━━ Given records ━━

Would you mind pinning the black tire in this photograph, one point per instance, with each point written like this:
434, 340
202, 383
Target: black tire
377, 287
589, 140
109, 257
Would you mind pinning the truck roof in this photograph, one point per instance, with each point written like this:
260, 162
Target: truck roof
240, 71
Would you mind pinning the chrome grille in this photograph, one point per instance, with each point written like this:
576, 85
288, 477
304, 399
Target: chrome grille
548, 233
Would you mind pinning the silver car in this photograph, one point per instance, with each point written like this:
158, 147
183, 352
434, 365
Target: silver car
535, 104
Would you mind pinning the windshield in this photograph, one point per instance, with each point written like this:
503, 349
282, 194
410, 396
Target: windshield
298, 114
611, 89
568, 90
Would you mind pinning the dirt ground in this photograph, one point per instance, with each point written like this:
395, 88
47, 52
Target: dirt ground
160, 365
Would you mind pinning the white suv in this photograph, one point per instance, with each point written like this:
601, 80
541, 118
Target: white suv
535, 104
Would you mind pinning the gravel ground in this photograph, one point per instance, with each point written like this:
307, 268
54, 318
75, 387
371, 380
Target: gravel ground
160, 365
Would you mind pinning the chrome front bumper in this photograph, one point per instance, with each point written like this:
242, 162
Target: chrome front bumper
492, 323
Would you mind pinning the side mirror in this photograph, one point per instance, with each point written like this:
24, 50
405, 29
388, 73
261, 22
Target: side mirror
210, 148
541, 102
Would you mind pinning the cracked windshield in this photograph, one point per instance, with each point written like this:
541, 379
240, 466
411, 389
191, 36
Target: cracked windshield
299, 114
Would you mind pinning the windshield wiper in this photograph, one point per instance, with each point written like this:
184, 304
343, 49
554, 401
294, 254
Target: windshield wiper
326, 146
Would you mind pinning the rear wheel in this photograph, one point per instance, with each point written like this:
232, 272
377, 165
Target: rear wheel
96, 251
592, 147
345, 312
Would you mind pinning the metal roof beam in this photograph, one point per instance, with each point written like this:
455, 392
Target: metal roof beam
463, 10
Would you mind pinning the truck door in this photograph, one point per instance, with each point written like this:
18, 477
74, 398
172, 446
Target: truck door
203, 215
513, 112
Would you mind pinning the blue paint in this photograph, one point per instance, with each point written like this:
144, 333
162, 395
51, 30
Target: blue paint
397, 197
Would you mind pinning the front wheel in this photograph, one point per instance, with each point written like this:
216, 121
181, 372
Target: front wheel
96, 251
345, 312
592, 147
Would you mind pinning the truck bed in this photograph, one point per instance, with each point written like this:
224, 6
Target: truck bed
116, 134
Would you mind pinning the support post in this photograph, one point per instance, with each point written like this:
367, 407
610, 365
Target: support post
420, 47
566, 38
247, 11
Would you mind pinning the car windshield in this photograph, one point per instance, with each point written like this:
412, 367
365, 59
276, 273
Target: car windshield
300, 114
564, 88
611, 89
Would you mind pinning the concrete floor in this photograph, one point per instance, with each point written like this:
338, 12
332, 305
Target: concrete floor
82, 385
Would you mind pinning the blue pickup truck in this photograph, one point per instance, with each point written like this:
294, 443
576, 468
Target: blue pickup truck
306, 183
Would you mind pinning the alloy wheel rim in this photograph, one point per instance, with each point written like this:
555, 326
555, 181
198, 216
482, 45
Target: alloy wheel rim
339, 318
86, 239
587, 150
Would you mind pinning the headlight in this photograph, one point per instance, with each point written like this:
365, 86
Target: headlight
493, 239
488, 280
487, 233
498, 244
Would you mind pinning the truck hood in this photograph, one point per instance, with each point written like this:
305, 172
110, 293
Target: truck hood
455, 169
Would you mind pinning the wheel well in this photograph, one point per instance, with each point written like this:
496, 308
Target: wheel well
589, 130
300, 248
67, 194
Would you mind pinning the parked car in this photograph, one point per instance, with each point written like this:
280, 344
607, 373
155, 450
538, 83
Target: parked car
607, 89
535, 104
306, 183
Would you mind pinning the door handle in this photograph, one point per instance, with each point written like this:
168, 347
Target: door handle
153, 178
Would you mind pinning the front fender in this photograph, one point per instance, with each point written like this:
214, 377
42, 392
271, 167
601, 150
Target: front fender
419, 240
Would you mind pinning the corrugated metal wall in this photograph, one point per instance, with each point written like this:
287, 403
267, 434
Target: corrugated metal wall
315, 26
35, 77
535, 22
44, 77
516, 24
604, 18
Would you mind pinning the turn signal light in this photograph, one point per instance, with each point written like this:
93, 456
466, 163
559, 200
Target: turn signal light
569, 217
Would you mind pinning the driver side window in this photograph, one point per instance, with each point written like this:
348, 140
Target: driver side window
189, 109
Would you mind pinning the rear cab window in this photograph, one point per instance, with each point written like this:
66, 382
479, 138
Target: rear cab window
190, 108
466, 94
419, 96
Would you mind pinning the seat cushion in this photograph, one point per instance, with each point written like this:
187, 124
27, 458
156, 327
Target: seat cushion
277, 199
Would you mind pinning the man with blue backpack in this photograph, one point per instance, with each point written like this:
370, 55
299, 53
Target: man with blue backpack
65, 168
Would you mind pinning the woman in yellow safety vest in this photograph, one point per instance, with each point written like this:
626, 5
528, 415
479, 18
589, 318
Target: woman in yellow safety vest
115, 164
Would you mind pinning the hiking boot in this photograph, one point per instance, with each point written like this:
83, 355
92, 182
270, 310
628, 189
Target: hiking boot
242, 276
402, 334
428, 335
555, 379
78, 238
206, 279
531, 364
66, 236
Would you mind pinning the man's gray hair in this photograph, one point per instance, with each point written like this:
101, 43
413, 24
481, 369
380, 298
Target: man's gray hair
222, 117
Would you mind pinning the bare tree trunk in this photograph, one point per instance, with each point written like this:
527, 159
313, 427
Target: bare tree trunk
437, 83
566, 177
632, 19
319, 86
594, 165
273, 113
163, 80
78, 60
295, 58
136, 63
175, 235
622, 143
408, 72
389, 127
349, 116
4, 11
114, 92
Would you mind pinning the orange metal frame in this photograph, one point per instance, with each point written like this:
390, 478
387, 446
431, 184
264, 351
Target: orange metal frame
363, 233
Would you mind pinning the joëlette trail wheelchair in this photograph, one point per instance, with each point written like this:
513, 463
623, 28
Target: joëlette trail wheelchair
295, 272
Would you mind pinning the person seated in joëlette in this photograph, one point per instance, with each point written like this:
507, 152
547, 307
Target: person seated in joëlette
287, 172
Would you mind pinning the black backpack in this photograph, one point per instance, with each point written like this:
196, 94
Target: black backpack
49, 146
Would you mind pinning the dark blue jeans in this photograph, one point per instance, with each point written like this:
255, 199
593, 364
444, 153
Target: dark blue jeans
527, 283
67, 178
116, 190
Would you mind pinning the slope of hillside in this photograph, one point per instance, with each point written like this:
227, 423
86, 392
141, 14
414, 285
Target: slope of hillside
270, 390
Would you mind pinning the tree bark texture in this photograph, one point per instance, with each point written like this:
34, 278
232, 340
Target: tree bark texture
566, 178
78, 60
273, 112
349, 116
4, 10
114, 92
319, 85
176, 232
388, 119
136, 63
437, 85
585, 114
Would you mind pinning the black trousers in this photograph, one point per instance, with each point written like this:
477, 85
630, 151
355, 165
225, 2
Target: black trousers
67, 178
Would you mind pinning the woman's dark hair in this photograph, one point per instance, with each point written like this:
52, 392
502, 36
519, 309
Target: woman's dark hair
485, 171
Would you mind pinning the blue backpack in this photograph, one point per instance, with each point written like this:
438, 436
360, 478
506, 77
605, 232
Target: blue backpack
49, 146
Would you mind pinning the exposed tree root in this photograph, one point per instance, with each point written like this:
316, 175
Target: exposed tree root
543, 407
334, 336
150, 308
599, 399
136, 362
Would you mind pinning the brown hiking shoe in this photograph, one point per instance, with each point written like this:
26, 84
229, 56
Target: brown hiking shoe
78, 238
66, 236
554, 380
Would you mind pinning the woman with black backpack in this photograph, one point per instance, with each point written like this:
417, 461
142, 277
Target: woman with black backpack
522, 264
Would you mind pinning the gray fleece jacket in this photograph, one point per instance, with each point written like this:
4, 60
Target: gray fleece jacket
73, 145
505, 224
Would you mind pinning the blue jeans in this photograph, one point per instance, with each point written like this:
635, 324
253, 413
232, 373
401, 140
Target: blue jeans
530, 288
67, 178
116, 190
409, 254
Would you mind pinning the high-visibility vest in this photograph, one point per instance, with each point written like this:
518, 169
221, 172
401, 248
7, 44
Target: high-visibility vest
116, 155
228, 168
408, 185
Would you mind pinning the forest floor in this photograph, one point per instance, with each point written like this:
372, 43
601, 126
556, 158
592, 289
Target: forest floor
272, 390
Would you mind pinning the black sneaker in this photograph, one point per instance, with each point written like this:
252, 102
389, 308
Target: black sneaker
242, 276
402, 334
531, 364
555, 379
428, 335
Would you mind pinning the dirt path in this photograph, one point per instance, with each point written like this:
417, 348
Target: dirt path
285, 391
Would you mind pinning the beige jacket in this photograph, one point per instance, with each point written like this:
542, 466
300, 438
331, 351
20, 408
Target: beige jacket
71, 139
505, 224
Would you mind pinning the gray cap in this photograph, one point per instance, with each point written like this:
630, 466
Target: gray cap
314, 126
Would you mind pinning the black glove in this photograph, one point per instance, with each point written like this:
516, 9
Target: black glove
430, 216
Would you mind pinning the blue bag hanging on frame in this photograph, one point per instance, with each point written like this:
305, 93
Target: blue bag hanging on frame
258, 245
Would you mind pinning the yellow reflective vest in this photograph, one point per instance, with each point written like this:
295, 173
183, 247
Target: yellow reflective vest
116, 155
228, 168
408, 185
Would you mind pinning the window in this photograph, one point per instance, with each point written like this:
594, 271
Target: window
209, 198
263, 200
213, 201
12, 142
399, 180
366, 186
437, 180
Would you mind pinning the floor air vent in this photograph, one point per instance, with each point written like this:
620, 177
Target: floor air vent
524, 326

━━━
━━ Given records ━━

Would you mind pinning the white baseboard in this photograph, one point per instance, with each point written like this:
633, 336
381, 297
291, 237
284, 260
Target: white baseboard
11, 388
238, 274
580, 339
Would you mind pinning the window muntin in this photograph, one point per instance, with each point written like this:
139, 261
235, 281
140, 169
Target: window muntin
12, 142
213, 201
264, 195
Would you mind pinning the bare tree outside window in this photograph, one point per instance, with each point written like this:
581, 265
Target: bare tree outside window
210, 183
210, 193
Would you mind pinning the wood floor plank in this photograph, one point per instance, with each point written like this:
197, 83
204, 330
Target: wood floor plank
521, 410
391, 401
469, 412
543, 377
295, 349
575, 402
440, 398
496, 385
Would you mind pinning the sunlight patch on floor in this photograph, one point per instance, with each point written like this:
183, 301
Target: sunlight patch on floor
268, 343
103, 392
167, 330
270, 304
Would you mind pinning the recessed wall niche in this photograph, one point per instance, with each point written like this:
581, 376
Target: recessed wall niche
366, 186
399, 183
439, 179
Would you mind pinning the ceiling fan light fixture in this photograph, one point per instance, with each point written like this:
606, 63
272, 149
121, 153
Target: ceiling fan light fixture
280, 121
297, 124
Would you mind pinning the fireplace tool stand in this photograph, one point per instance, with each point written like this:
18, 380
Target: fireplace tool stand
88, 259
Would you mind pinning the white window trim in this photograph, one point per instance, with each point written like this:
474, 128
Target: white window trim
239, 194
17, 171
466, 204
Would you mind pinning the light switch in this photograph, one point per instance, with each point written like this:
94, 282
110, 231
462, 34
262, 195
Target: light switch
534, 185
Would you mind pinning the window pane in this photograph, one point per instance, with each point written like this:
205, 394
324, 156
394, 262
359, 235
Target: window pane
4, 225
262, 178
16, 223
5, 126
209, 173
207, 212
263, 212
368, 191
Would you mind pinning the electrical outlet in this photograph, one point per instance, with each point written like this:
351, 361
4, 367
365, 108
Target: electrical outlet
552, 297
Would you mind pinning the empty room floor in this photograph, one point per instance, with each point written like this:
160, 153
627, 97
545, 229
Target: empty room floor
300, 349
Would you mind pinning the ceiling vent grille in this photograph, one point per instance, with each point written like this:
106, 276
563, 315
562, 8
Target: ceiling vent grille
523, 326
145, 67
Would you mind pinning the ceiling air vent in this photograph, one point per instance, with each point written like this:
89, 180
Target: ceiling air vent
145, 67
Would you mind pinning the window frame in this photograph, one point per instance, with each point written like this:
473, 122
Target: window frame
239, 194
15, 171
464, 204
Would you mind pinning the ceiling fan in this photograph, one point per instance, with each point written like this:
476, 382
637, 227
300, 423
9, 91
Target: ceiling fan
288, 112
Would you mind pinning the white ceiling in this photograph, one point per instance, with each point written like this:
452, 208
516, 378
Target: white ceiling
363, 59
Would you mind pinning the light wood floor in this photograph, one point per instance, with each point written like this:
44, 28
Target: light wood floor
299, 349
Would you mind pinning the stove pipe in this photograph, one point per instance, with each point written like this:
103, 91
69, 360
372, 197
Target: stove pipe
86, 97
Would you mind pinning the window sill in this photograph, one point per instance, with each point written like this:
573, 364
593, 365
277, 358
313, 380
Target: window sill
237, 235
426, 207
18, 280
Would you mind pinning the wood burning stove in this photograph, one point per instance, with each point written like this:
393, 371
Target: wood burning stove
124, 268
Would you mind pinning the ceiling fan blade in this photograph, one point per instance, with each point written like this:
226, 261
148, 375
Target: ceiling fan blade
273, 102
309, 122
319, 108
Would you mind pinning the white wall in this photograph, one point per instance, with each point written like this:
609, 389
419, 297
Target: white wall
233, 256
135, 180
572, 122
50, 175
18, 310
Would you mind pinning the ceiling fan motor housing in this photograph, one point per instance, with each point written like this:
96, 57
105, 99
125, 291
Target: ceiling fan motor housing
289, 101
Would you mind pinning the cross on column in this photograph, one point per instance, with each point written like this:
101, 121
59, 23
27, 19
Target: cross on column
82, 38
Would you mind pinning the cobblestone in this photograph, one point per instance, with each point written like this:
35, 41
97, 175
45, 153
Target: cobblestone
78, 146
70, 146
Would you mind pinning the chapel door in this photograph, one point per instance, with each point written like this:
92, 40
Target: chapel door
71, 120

━━━

[Goal]: Count the lines in the rows above that contain the string "dirt", treating uppercase and lowercase as different. Reply with the number alone.

[Answer in full]: 4